Segment Open

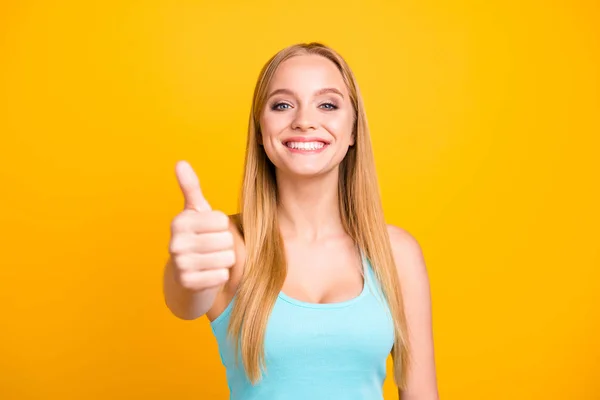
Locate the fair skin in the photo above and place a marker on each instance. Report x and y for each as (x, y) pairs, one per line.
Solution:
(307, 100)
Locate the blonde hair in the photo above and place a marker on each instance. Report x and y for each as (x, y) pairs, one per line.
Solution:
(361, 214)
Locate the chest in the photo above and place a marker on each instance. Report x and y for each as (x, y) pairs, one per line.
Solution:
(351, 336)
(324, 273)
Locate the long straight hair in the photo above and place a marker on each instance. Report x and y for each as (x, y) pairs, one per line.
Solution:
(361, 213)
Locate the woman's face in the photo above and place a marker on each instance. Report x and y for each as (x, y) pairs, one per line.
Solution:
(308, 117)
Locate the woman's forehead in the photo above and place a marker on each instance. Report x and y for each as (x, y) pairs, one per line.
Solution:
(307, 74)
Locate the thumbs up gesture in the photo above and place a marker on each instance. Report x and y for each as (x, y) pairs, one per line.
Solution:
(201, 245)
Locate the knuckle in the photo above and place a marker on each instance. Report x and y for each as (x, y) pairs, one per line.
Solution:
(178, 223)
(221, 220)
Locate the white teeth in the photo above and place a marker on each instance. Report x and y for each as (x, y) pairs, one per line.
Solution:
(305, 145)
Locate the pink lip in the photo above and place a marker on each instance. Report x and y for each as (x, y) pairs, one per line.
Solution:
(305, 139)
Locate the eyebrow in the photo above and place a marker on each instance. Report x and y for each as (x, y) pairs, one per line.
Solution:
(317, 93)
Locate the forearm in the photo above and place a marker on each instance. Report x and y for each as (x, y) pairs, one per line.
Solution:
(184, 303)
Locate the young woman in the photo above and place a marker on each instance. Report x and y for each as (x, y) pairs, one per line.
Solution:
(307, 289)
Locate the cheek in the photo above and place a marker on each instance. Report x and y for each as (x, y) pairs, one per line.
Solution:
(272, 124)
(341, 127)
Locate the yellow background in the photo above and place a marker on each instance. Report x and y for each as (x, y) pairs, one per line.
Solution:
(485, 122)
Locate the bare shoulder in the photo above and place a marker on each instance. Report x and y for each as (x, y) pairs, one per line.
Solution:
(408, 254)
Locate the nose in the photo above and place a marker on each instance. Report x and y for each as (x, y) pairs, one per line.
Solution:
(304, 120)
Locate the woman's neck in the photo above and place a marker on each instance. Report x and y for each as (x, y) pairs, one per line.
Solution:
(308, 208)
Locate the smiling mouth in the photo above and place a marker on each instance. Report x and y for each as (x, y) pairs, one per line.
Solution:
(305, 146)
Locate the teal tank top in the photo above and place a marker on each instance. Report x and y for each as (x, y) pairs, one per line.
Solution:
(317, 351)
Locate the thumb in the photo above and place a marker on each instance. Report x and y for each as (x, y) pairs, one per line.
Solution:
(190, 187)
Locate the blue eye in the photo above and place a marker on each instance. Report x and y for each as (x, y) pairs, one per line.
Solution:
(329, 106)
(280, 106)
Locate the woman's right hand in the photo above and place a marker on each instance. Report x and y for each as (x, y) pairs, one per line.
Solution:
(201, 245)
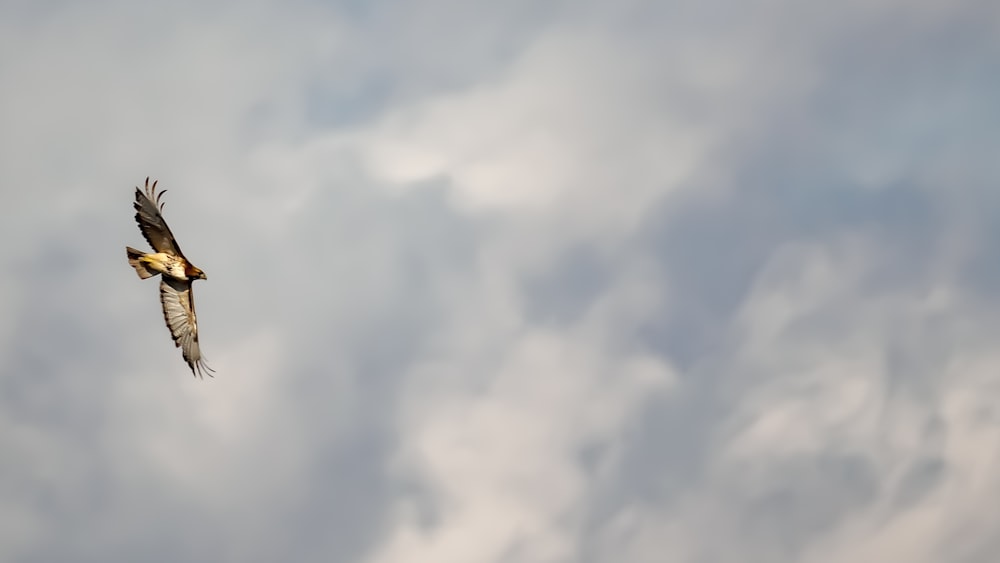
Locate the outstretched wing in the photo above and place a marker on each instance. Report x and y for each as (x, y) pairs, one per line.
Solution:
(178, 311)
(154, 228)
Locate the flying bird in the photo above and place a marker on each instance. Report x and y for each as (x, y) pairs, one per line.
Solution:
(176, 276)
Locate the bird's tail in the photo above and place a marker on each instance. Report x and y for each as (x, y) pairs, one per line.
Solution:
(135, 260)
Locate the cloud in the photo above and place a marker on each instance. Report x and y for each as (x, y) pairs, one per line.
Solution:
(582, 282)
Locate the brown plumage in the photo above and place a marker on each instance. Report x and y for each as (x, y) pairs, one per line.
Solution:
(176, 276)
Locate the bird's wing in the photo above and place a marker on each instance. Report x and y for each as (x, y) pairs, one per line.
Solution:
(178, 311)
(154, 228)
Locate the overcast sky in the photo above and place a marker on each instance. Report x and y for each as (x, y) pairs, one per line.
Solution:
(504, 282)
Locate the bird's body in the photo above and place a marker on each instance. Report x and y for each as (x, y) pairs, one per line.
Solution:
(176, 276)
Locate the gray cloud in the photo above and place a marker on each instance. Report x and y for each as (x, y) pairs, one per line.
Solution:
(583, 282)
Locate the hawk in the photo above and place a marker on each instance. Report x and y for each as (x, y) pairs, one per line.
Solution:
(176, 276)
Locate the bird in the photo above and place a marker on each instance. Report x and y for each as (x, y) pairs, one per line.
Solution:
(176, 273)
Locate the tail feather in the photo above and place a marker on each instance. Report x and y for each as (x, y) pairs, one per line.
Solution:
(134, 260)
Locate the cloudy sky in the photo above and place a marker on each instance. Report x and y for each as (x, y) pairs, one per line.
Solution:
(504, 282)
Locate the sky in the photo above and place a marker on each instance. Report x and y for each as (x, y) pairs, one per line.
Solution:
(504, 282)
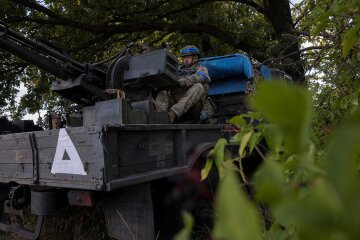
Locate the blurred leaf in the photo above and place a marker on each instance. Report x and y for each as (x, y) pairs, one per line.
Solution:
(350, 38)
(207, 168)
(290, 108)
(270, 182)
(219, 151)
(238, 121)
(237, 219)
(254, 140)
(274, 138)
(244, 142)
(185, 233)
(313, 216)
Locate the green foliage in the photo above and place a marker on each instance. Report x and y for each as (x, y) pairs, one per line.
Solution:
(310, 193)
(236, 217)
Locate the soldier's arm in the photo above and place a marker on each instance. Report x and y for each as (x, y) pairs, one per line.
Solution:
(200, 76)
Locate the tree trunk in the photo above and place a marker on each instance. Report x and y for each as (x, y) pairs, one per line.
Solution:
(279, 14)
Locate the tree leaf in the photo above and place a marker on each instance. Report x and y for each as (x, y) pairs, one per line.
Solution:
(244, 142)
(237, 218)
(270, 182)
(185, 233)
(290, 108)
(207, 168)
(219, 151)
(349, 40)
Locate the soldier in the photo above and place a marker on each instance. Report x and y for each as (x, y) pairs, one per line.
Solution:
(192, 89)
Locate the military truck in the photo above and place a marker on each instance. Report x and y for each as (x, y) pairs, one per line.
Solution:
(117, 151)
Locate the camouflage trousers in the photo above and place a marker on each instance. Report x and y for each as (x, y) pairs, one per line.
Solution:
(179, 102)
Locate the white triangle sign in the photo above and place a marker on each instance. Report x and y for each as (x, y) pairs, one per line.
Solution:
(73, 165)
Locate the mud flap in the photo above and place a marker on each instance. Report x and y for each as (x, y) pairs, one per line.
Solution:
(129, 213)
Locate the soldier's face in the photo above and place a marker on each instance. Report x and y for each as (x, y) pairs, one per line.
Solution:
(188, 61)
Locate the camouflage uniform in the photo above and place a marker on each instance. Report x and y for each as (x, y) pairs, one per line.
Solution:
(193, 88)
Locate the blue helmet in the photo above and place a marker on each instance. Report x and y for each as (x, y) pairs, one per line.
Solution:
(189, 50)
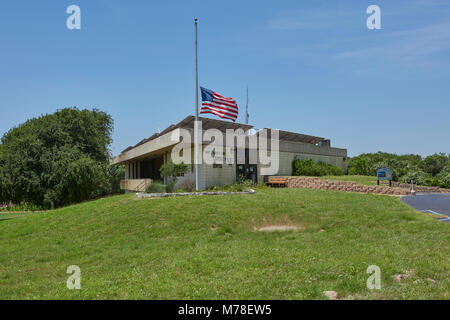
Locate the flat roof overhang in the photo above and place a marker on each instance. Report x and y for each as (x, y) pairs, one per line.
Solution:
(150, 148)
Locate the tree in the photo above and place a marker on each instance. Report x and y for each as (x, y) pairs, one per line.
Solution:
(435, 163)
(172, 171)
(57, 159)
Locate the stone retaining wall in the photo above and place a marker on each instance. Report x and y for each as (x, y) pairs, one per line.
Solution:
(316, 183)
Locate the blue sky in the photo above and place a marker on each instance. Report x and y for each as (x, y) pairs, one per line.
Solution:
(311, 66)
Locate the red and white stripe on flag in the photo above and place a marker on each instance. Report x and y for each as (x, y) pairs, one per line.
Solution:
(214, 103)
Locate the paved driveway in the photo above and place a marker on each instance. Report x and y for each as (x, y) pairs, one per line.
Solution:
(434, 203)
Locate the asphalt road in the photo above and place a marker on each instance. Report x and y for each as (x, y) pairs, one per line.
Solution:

Segment Closed

About this exercise: Lines of the listing above that contain the word "blue" should all be returned.

Solution:
Locate the blue eye in the photo above and place a marker on each instance. Report x and y for each as (x, y) pairs, one per line.
Locate the blue helmet in the photo above and place a marker on each instance. Report x and y for each as (x, y) pairs, one per line.
Locate the blue sky in the photo above and place a marker on each instance. Report x and y for each as (x, y) pairs, one per line.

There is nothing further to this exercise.